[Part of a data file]
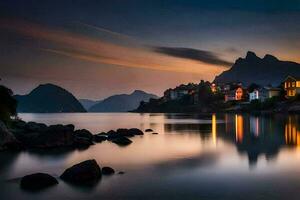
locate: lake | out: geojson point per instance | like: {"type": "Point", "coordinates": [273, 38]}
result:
{"type": "Point", "coordinates": [223, 156]}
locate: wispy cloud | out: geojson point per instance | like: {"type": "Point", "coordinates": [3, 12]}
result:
{"type": "Point", "coordinates": [97, 50]}
{"type": "Point", "coordinates": [193, 54]}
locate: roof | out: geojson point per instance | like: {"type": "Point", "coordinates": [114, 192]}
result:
{"type": "Point", "coordinates": [292, 77]}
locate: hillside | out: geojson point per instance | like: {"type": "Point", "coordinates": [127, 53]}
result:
{"type": "Point", "coordinates": [48, 98]}
{"type": "Point", "coordinates": [264, 71]}
{"type": "Point", "coordinates": [122, 102]}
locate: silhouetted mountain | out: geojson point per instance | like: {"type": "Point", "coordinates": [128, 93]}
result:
{"type": "Point", "coordinates": [122, 102]}
{"type": "Point", "coordinates": [87, 103]}
{"type": "Point", "coordinates": [48, 98]}
{"type": "Point", "coordinates": [252, 69]}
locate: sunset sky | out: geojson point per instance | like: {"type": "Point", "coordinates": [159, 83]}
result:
{"type": "Point", "coordinates": [98, 48]}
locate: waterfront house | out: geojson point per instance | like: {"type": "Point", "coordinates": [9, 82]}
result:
{"type": "Point", "coordinates": [292, 86]}
{"type": "Point", "coordinates": [179, 92]}
{"type": "Point", "coordinates": [235, 95]}
{"type": "Point", "coordinates": [264, 93]}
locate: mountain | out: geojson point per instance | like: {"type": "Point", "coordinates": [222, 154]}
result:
{"type": "Point", "coordinates": [48, 98]}
{"type": "Point", "coordinates": [252, 69]}
{"type": "Point", "coordinates": [122, 102]}
{"type": "Point", "coordinates": [87, 103]}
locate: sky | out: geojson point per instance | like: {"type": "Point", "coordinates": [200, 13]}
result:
{"type": "Point", "coordinates": [99, 48]}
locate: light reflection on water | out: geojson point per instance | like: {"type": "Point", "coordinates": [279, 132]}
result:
{"type": "Point", "coordinates": [214, 156]}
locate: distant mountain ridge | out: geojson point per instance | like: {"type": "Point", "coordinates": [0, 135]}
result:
{"type": "Point", "coordinates": [87, 103]}
{"type": "Point", "coordinates": [122, 102]}
{"type": "Point", "coordinates": [264, 71]}
{"type": "Point", "coordinates": [48, 98]}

:: PROBLEM REQUIREMENTS ::
Write out again, unchanged, the lines beginning with the one that contains "locate: distant mountain" and running through the end of the records.

:: TASK RESULT ::
locate: distant mountain ridge | out: geojson point per instance | like: {"type": "Point", "coordinates": [0, 135]}
result:
{"type": "Point", "coordinates": [87, 103]}
{"type": "Point", "coordinates": [122, 102]}
{"type": "Point", "coordinates": [264, 71]}
{"type": "Point", "coordinates": [48, 98]}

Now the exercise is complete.